Selected passage:

○ ○ ○ ○ ○

Hey, do we have to throw these out? Can I keep this?

No, I'm not throwing it out!

It's a collection.

He can look at it here.

You gotta put it down. Put it down.

Okay, so what do you think?

Uh, under the closet, into the bed?

Where do you want this stuff?

That all can go into the closet.

Okay.

Oh, sh*t!

And that can come out of the closet.

What the holy f*ck?

See, that's the reaction.

That's the reaction everybody has when you die jacking off.

Wait, this is a jacking-off accident? This is a "jaccident"?

Look, it doesn't matter now.

Let's just clean this place up so this is not how I'm remembered.

And then we can all go about our business.

You do you, I'll do me.

This is a very, very different cleanup than I was originally sold on.

Do you want those VIP passes?

I mean, yeah, those would be nice.

Then be a good little girl and do what daddy wants.

Ew.

How much better?

What?

How much better than a normal b*at-off? Ask him.

○ ○ ○ ○ ○

Tasks to carry out:
**1)** Answer these questions using the transcript:
(a) What does the speaker who refuses to throw an item out call it?
(b) Where does one speaker say "That all" can go?
(c) What passes does one speaker offer the other?
**2)** Reproduce the stretch of the transcript from "Wait, this is" through "how I'm remembered." word for word.
The material was drawn from a separate source and has no connection to the transcript.

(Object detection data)
○ ○ ○ ○ ○

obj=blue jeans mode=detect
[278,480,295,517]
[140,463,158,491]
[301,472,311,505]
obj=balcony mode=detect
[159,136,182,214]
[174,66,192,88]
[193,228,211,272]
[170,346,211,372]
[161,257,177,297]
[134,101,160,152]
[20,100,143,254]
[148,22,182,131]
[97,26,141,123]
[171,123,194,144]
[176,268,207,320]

○ ○ ○ ○ ○

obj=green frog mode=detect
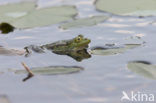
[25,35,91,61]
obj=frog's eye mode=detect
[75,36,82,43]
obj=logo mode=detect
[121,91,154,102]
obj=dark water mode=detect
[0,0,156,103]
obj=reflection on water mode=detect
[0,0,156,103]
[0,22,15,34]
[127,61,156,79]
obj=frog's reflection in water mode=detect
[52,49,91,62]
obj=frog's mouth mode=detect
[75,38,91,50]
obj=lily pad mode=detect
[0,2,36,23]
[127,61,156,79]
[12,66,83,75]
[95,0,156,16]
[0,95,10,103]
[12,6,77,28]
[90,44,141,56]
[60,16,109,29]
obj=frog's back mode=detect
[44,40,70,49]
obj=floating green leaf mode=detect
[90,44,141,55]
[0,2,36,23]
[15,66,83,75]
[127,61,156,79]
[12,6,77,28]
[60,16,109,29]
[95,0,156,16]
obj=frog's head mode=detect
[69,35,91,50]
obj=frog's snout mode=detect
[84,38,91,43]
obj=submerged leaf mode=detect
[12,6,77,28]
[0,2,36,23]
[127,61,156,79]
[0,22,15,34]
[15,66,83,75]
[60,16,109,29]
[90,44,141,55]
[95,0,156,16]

○ ○ ○ ○ ○

Solutions below:
**1)**
(a) A collection.
(b) Into the closet.
(c) VIP passes.

**2)**
Wait, this is a jacking-off accident? This is a "jaccident"?

Look, it doesn't matter now.

Let's just clean this place up so this is not how I'm remembered.